**Exercise prompt:**
Please print every item below word for word, leaving the pictures out of your answer.

>>>>>

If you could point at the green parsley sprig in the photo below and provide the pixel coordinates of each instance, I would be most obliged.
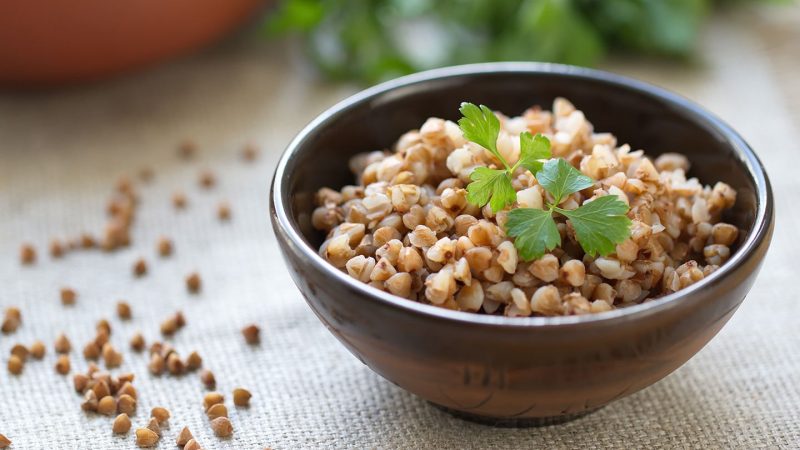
(599, 224)
(493, 186)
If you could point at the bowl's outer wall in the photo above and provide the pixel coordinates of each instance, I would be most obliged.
(503, 371)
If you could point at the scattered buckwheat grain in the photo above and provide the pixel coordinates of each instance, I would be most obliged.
(193, 283)
(103, 326)
(122, 424)
(139, 267)
(62, 365)
(80, 381)
(208, 379)
(137, 342)
(241, 397)
(224, 211)
(123, 310)
(250, 152)
(156, 365)
(252, 334)
(164, 246)
(207, 179)
(153, 426)
(194, 361)
(183, 437)
(179, 200)
(211, 399)
(146, 437)
(68, 296)
(62, 344)
(222, 426)
(20, 351)
(56, 249)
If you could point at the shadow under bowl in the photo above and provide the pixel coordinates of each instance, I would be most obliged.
(519, 370)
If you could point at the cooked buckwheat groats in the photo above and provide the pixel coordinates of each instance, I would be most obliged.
(566, 222)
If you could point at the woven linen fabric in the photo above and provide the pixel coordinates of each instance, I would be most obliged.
(61, 152)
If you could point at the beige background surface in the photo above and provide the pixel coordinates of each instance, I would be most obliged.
(61, 151)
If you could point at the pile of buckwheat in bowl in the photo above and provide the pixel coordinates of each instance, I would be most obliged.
(520, 216)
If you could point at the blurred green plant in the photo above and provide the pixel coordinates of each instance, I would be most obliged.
(371, 40)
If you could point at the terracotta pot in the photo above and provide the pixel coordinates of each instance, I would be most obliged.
(533, 369)
(51, 42)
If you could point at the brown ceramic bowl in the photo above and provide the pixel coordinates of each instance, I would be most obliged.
(533, 369)
(44, 42)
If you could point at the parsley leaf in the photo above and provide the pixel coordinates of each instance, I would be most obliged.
(490, 186)
(600, 224)
(482, 127)
(561, 179)
(532, 150)
(534, 232)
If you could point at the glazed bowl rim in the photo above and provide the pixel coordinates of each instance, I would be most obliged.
(293, 236)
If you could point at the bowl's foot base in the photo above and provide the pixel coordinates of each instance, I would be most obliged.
(516, 422)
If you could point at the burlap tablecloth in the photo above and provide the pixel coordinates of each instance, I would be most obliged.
(60, 153)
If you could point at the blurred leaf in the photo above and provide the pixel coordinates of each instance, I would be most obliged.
(296, 15)
(652, 26)
(371, 40)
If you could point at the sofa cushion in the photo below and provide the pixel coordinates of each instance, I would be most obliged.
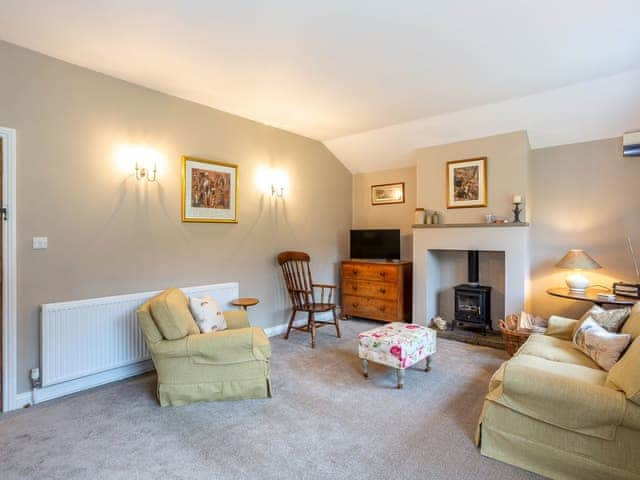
(568, 396)
(625, 375)
(229, 346)
(556, 350)
(170, 311)
(611, 320)
(561, 327)
(604, 347)
(632, 325)
(207, 314)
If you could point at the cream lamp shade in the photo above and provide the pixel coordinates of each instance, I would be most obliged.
(577, 260)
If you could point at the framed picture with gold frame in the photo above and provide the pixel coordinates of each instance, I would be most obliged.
(387, 193)
(209, 191)
(467, 183)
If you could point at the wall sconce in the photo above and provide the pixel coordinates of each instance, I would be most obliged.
(277, 190)
(274, 181)
(143, 172)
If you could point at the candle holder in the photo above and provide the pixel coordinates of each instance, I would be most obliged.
(516, 212)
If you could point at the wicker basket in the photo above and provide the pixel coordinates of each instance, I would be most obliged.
(513, 338)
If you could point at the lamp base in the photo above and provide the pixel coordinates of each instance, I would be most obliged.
(577, 282)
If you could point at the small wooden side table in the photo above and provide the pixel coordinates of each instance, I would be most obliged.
(245, 302)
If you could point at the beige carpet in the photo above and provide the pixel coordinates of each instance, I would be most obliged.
(325, 421)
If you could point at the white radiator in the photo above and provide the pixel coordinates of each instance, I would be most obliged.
(87, 337)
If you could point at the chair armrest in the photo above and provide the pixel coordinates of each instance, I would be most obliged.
(169, 348)
(228, 346)
(562, 398)
(236, 319)
(561, 327)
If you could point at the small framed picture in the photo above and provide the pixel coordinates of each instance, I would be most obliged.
(209, 191)
(387, 193)
(467, 183)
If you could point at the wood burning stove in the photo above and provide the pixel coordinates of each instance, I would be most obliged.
(472, 300)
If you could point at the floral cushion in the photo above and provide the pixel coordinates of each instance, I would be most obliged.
(397, 344)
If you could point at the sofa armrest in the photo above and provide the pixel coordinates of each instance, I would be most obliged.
(236, 319)
(561, 327)
(563, 400)
(228, 346)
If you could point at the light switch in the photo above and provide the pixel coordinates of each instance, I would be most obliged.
(40, 243)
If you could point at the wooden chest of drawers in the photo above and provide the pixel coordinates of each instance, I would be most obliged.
(377, 290)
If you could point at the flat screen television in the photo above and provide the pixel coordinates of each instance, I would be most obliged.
(375, 244)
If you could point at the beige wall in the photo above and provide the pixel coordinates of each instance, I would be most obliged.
(507, 167)
(399, 215)
(110, 234)
(586, 196)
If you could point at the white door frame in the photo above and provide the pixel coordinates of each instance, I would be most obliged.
(9, 286)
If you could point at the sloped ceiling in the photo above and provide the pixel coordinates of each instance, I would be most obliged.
(336, 68)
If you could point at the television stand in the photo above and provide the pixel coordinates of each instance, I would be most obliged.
(377, 289)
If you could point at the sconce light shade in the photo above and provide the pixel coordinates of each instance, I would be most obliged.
(577, 260)
(277, 190)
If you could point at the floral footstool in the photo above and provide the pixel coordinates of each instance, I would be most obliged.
(398, 345)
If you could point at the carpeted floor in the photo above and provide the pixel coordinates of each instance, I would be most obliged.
(325, 421)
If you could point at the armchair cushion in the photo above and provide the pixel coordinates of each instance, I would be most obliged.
(229, 346)
(561, 327)
(625, 375)
(236, 319)
(632, 325)
(170, 311)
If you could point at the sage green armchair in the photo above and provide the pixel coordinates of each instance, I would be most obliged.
(193, 367)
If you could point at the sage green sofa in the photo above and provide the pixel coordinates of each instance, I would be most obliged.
(193, 367)
(553, 411)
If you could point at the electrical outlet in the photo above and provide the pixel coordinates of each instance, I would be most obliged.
(40, 243)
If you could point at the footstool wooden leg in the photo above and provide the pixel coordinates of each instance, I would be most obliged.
(365, 367)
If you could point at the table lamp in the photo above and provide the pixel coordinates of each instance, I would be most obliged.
(577, 260)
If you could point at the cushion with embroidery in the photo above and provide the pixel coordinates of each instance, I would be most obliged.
(207, 314)
(601, 346)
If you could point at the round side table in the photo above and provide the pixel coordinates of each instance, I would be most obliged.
(245, 302)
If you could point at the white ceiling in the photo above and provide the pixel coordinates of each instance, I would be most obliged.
(331, 68)
(592, 110)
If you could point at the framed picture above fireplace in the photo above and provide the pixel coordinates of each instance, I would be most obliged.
(467, 183)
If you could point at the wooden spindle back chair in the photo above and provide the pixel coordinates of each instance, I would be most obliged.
(296, 270)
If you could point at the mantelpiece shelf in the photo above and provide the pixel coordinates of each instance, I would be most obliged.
(468, 225)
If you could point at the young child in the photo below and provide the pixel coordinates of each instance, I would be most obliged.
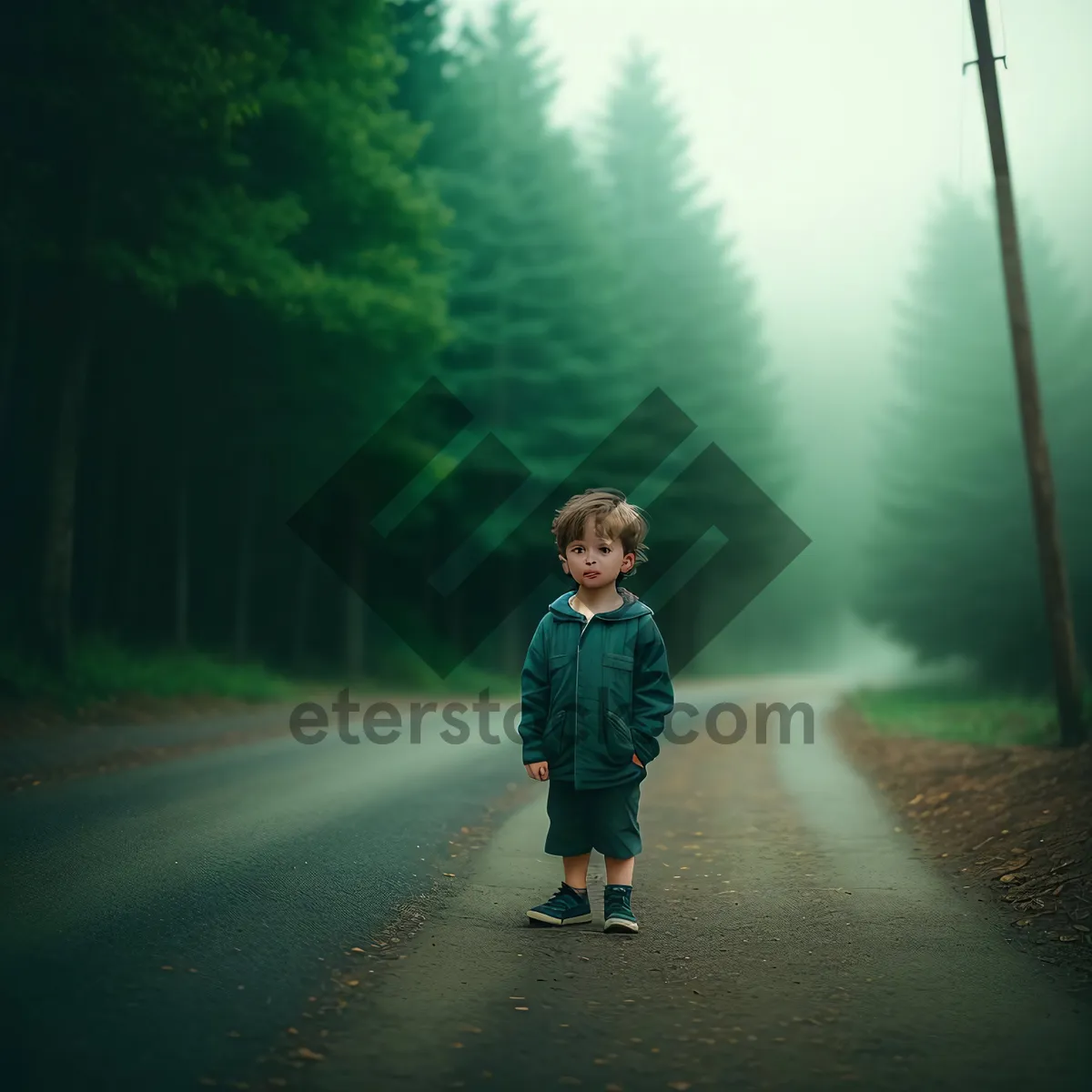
(596, 692)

<<<<<

**Answer in full:**
If you could point at the green parsley sprig in the photo below and provide the pixel coordinates of each instance, I would be most obliged.
(599, 224)
(493, 186)
If you could point at the bowl's outer wall in the photo above and provide the pixel coordinates of each instance, I would be most obliged.
(503, 371)
If you could point at the scattered buckwheat grain in the photo above and provide the pixel coordinates of each instance, I would be most obliged.
(193, 283)
(103, 326)
(122, 424)
(139, 267)
(62, 365)
(80, 381)
(208, 379)
(137, 342)
(241, 397)
(224, 211)
(123, 310)
(250, 152)
(156, 365)
(252, 334)
(164, 246)
(207, 179)
(153, 426)
(194, 361)
(183, 437)
(179, 200)
(211, 399)
(146, 437)
(68, 296)
(62, 344)
(222, 426)
(20, 351)
(56, 249)
If you could point at the shadow under bowl in the photo above and provide the pixel coordinates of each instance, I would be most obliged.
(519, 370)
If you could point at the cooked buckwheat groats in the photo above and provide the pixel coordinates of each instance, I would be most obliged.
(566, 222)
If you could point at the woven linen fabric in the photo above and provide the pixel coordinates of each instance, I would be most obliged.
(61, 152)
If you could point at the beige background surface in the photo above and provide the pixel coordinates of each instance, I would be most obliged.
(61, 151)
If you could point at the pile of buckwheat in bowl in the photo above and provide the pixel coordinates of each instance, I would be most obliged.
(520, 216)
If you could point at the blurred green plant in the photo above and provide the pixel coordinates of each instance, I would be most obliged.
(371, 40)
If you could point at the terracotta pot in the photo above and provide the pixel coordinates of each instance, I would be most obliged.
(533, 369)
(51, 42)
If you could point at the brown ceramic bowl in the photo above and provide the pixel coordinates of each instance, I would be most obliged.
(533, 369)
(44, 42)
If you could point at the parsley leaf in the photo above and provide the pixel coordinates of each instance, I would be most obliged.
(490, 186)
(600, 224)
(482, 127)
(561, 179)
(532, 150)
(534, 232)
If you could point at the glazed bowl rim in the photo above and provide the pixel coordinates of each instance, I would be most obliged.
(293, 236)
If you could point at the bowl's foot base in the photo above and provide the pixel coordinates of each instance, I would be most obliged.
(516, 422)
If you could point at the burlap tablecloth in the photo above and provide the pixel coordinates of each instance, I would be most obliged.
(60, 153)
If you could point at the blurred leaf in the photo above and provide the pixel coordinates of each instance, I would be most obliged.
(296, 15)
(652, 26)
(371, 40)
If you could point at the sofa cushion in the photo below and provide the pixel coordinates of each instance, I would be most obliged.
(568, 396)
(625, 375)
(229, 346)
(556, 350)
(170, 311)
(611, 320)
(561, 327)
(604, 347)
(632, 325)
(207, 314)
If you could point at the cream lamp shade in the photo above and provide the pixel coordinates of each instance, I would be most obliged.
(577, 260)
If you could point at the framed picture with gold frame in the photo above and provide the pixel coordinates of each instance, I would be most obliged.
(387, 193)
(209, 191)
(467, 183)
If you could point at the wall sconce in the photo above and provide the pixel coordinates of each instance, I would be most obliged.
(277, 190)
(274, 181)
(143, 172)
If you could point at the candle holder in the photo above and provide the pixel coordinates of each instance, I would be most obliged.
(516, 212)
If you could point at the wicker basket in the photo above and provide the pixel coordinates of each instance, I would be most obliged.
(513, 338)
If you could point at the lamp base in the photo above and provide the pixel coordinates of each instance, I would be most obliged.
(577, 282)
If you could point at the small wooden side table in the photo above and provide the pixel coordinates of each instance, I would be most obliged.
(245, 302)
If you could point at the beige carpet in the photo above and provide the pixel coordinates of each instance, I would be most obliged.
(325, 421)
If you could point at the white radiator in the photo above and provide the pixel coordinates of each instance, I would be most obliged.
(87, 337)
If you could point at the chair armrest in the photo above and provide the pixel coordinates of each instance, I would be most obliged.
(169, 348)
(228, 346)
(562, 398)
(236, 319)
(561, 327)
If you could point at the small framed picture in the photo above and provide the pixel coordinates of each instance, I would be most obliged.
(209, 191)
(387, 193)
(467, 183)
If you could point at the wood burning stove in the photo above and provide the pixel coordinates of each instance, I would be most obliged.
(472, 300)
If you could point at the floral cushion in the photo above and provide the pixel coordinates of each instance, I would be most obliged.
(397, 344)
If you could point at the sofa armrest in the photo above and provide the pixel coordinates of each instance, I would be most obliged.
(236, 319)
(561, 327)
(563, 400)
(228, 346)
If you could point at the light switch in the photo above and provide the pixel coordinates of each instance, I would be most obliged.
(40, 243)
If you could point at the wooden chest of drawers in the photo above and provide the pixel coordinates of each instance, I would be most obliged.
(377, 290)
If you could point at the flat screen television in the photo above and provide the pixel coordinates of each instance, I would be most obliged.
(375, 244)
If you could point at the beige wall in the photo above and provide the pixel coordinates of each instance, I would be most obliged.
(507, 167)
(399, 215)
(110, 234)
(586, 196)
If you could point at the white door frame in the photo above and provide the pixel coordinates of each instance, I would be most obliged.
(9, 286)
If you could point at the sloped ceiling in the photo above and provide the pixel coordinates of each instance, I would be most obliged.
(336, 68)
If you could point at the television stand in the photo above and provide the pixel coordinates of each instance, I would be most obliged.
(377, 289)
If you could point at the sconce light shade in the photo above and provide the pixel coordinates of each instance, I would be most obliged.
(577, 260)
(277, 190)
If you could point at the floral footstool in the photo above and provide the pixel coordinates of each instance, I would be most obliged.
(398, 345)
If you could point at the carpeted floor in the photo above and provide the pixel coordinates of each instance, I would be most obliged.
(325, 421)
If you could point at the armchair cushion in the photo above and provide the pixel coordinates of each instance, I would be most obliged.
(229, 346)
(561, 327)
(625, 375)
(236, 319)
(632, 325)
(170, 311)
If you could point at the sage green armchair in the photo above and provide the pixel coordinates of each instance, I would be most obliged.
(193, 367)
If you could point at the sage green sofa in the photo above and provide the pixel coordinates of each instance, I would be most obliged.
(193, 367)
(553, 411)
If you could point at the electrical outlet in the photo above and provide the pixel coordinates of each instance, I would be most obliged.
(40, 243)
If you could point at the footstool wooden leg in the photo above and provide the pixel coordinates of each instance, I would be most obliged.
(365, 367)
If you could point at the table lamp in the photo above and provide the pixel coordinates of each instance, I would be most obliged.
(577, 260)
If you could point at the cushion with embroidery in the photo above and provide the pixel coordinates of each instance, I would be most obliged.
(207, 314)
(601, 346)
If you could point at the round side table in the photo above and provide the pixel coordinates of each instance, I would be most obliged.
(245, 302)
If you could point at the white ceiling in the photo above and provide the pixel coordinates of each instance, I would be most obliged.
(331, 68)
(592, 110)
If you could point at the framed picture above fireplace in the photo above and provide the pixel coordinates of each instance, I would be most obliged.
(467, 183)
If you could point at the wooden spindle back chair in the photo above and provide the pixel coordinates of each instance, I would be most obliged.
(296, 270)
If you could point at the mantelpiece shelf in the photo above and provide the pixel coordinates of each instance, I would be most obliged.
(468, 225)
If you could point at the young child in the photo below and provide the pixel coordinates of each instance, I would be most obliged.
(596, 692)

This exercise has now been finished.